── Provided records ──
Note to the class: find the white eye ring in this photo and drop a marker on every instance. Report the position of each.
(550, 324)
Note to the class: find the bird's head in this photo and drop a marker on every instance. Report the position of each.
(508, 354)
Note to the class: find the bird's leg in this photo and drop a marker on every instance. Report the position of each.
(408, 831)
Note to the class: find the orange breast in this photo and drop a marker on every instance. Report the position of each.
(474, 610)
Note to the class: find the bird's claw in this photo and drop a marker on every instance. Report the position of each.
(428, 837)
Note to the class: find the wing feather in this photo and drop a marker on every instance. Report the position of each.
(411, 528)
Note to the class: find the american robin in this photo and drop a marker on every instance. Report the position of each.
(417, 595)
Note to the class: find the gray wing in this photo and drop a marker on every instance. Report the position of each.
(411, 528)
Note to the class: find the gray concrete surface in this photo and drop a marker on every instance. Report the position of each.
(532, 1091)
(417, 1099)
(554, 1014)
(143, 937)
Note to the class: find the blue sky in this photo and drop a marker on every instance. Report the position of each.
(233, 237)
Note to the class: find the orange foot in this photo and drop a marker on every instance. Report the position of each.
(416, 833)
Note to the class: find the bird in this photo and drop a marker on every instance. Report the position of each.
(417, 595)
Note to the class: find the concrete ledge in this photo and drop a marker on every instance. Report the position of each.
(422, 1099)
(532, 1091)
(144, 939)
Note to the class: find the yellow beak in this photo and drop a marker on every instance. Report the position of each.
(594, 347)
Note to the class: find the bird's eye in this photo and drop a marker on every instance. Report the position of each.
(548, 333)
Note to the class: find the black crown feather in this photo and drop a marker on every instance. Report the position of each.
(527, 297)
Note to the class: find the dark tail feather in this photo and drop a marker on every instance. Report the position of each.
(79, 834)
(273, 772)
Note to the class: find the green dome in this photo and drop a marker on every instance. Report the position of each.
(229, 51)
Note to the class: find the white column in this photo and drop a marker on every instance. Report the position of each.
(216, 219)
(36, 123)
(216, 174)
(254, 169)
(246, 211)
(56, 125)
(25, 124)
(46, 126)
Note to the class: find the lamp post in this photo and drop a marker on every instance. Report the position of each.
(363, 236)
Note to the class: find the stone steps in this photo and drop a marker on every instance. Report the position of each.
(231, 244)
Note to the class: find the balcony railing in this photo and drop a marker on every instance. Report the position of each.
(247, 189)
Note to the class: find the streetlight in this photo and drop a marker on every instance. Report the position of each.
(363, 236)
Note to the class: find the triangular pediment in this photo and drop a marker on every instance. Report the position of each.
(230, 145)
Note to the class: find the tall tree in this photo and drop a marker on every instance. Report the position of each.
───
## Task goal
Lay out the data from the line containing "Note to the class: find the triangular" through the final line of the data, inclusive, as a numbered list, omitting any blank lines.

## Exercise solution
1. Note to the class: find the triangular pediment in this photo and drop a marker on every instance. Report the position of each.
2. (230, 145)
3. Note to the class: find the tall tree in this photo and drop a marker on every instance. Report the position of each.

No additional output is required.